> **Information given**:
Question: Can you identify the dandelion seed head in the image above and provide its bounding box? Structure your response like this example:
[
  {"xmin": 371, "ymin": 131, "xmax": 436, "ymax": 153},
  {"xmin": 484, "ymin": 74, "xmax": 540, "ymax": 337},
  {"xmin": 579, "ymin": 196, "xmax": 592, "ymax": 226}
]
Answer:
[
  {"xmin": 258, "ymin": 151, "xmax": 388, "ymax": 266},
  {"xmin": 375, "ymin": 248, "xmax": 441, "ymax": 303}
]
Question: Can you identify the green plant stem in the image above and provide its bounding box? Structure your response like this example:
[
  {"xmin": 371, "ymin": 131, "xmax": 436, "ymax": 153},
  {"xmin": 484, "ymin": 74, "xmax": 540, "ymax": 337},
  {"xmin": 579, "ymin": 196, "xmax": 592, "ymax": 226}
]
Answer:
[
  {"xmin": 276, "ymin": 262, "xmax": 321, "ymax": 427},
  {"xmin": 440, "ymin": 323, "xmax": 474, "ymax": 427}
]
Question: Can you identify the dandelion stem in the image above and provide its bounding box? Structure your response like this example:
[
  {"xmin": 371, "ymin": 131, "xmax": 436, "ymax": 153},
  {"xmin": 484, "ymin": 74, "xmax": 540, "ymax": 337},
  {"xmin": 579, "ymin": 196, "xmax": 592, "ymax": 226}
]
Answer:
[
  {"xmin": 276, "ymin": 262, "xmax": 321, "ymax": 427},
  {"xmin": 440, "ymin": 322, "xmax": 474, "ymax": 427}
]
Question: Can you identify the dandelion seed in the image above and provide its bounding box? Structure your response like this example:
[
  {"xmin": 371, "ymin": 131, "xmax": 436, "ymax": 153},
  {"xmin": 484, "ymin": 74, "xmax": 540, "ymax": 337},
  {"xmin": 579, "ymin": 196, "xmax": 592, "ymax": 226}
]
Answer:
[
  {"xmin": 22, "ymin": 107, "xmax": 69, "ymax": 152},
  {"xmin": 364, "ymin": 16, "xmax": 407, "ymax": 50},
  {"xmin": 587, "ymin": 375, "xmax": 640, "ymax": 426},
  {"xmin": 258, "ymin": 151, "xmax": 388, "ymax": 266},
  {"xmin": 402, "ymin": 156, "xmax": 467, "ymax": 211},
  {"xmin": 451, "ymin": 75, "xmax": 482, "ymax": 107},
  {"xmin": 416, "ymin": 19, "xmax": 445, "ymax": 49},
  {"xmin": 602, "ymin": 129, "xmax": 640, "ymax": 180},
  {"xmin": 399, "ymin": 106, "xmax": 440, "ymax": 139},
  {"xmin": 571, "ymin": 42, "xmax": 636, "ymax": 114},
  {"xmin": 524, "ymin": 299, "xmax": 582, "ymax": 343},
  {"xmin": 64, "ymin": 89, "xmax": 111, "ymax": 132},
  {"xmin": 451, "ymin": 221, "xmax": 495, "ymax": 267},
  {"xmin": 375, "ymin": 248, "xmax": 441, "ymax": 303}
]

> **Request**:
Reproduce every one of the lines above word for word, changing nothing.

> **Result of the task**:
Question: Can you identify the dandelion seed head in the image above and provide its bounding box? Structure your response like this example:
[
  {"xmin": 371, "ymin": 131, "xmax": 436, "ymax": 153},
  {"xmin": 484, "ymin": 74, "xmax": 540, "ymax": 337},
  {"xmin": 579, "ymin": 196, "xmax": 592, "ymax": 226}
]
Answer:
[
  {"xmin": 258, "ymin": 151, "xmax": 388, "ymax": 266},
  {"xmin": 375, "ymin": 248, "xmax": 441, "ymax": 303}
]
Question: Can you identify the green plant stem in the image above and provide its bounding box? Structure your response like this example:
[
  {"xmin": 371, "ymin": 131, "xmax": 436, "ymax": 153},
  {"xmin": 484, "ymin": 74, "xmax": 540, "ymax": 337},
  {"xmin": 579, "ymin": 196, "xmax": 592, "ymax": 226}
]
Answer:
[
  {"xmin": 276, "ymin": 262, "xmax": 321, "ymax": 427},
  {"xmin": 440, "ymin": 323, "xmax": 474, "ymax": 427}
]
Question: Can you identify the dandelion stem in the image above and provide its bounding box? Structure your response like this example:
[
  {"xmin": 371, "ymin": 131, "xmax": 436, "ymax": 153},
  {"xmin": 484, "ymin": 74, "xmax": 540, "ymax": 337},
  {"xmin": 579, "ymin": 196, "xmax": 592, "ymax": 226}
]
Answer:
[
  {"xmin": 276, "ymin": 262, "xmax": 321, "ymax": 427},
  {"xmin": 440, "ymin": 322, "xmax": 474, "ymax": 427}
]
Question: Can you identify the dandelion seed in the image above and provide its bounding box? Structure your response like this example:
[
  {"xmin": 371, "ymin": 131, "xmax": 436, "ymax": 153},
  {"xmin": 484, "ymin": 74, "xmax": 540, "ymax": 337},
  {"xmin": 579, "ymin": 196, "xmax": 592, "ymax": 226}
]
Answer:
[
  {"xmin": 22, "ymin": 107, "xmax": 69, "ymax": 152},
  {"xmin": 364, "ymin": 16, "xmax": 407, "ymax": 50},
  {"xmin": 587, "ymin": 375, "xmax": 640, "ymax": 426},
  {"xmin": 258, "ymin": 151, "xmax": 388, "ymax": 266},
  {"xmin": 402, "ymin": 156, "xmax": 467, "ymax": 211},
  {"xmin": 451, "ymin": 75, "xmax": 482, "ymax": 107},
  {"xmin": 416, "ymin": 19, "xmax": 445, "ymax": 49},
  {"xmin": 602, "ymin": 129, "xmax": 640, "ymax": 180},
  {"xmin": 399, "ymin": 106, "xmax": 440, "ymax": 139},
  {"xmin": 571, "ymin": 42, "xmax": 636, "ymax": 114},
  {"xmin": 524, "ymin": 299, "xmax": 582, "ymax": 343},
  {"xmin": 64, "ymin": 89, "xmax": 111, "ymax": 132},
  {"xmin": 451, "ymin": 221, "xmax": 495, "ymax": 267},
  {"xmin": 375, "ymin": 248, "xmax": 441, "ymax": 303}
]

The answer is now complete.